--- start Material provided ---
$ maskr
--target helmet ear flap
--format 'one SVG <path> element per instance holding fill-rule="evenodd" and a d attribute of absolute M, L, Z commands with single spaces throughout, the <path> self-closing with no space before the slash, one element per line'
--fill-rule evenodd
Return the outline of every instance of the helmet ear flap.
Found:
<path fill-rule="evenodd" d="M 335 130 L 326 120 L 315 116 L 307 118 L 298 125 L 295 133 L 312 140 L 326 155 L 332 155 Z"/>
--- end Material provided ---
* [Exercise prompt]
Rewrite every line of the data above, requests included, and shift each coordinate in the answer outlines by -123.

* [Full output]
$ maskr
--target helmet ear flap
--format 'one SVG <path> element per instance holding fill-rule="evenodd" and a d attribute of absolute M, L, Z commands with single spaces throughout, the <path> self-closing with no space before the slash, one element per line'
--fill-rule evenodd
Return the outline of every instance of the helmet ear flap.
Found:
<path fill-rule="evenodd" d="M 212 7 L 203 -3 L 192 -7 L 184 -5 L 175 2 L 172 10 L 189 17 L 203 32 L 209 32 Z"/>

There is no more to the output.